● WRITTEN INSTRUCTION:
Turn the part of the data that opens with the line containing "# test: pointer drops one pin on the yellow" and runs through the end of the data into a numbered list, leaving out any blank lines.
*** RECORDED INFORMATION
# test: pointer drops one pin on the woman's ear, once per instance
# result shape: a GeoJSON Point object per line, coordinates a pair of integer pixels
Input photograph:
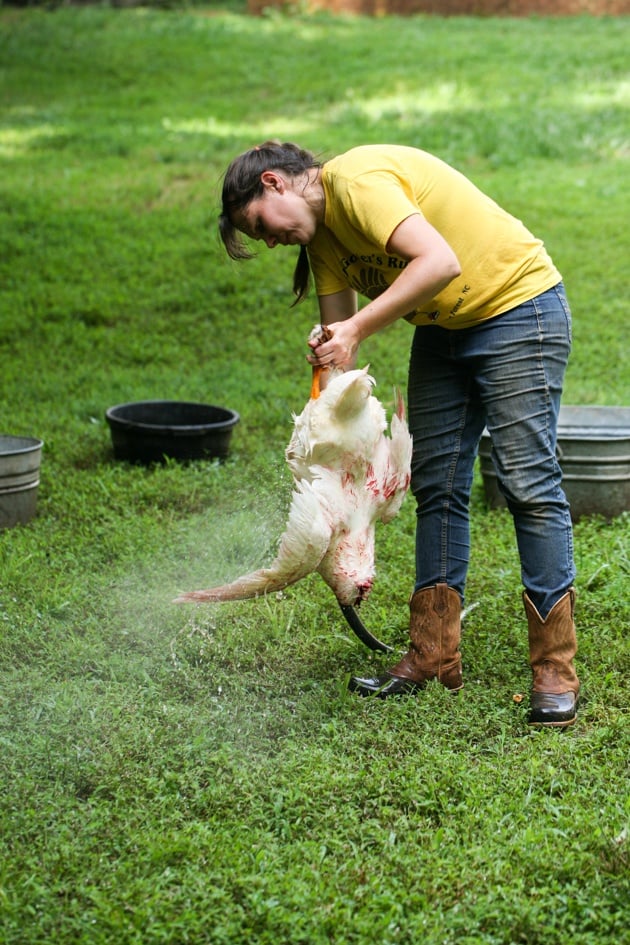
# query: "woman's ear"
{"type": "Point", "coordinates": [272, 181]}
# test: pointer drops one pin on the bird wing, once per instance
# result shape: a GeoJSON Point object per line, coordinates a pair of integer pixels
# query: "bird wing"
{"type": "Point", "coordinates": [302, 547]}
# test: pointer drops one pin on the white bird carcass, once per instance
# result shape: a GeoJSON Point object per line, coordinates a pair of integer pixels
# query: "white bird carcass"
{"type": "Point", "coordinates": [348, 475]}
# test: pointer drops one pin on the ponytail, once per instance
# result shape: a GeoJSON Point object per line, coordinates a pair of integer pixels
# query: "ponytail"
{"type": "Point", "coordinates": [242, 184]}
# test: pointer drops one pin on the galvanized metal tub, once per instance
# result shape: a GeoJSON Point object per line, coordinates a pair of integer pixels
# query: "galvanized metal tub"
{"type": "Point", "coordinates": [20, 460]}
{"type": "Point", "coordinates": [594, 455]}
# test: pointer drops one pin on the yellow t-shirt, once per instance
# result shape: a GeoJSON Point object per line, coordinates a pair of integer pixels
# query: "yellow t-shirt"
{"type": "Point", "coordinates": [371, 189]}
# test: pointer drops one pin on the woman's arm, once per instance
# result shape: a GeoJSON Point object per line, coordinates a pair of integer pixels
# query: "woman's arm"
{"type": "Point", "coordinates": [432, 264]}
******
● THE OUTPUT:
1. # test: pointer drops one pin on the yellow t-shirt, once per instance
2. # result shape: a GeoJSON Point object per line, coordinates a pair of integer pixels
3. # query: "yellow t-shirt"
4. {"type": "Point", "coordinates": [371, 189]}
5. # test: pointer drops one pin on the woman's arm, once per instance
6. # result shape: a GeoJSON Point object per line, coordinates a pair of integer pixels
7. # query: "woman's arm"
8. {"type": "Point", "coordinates": [432, 264]}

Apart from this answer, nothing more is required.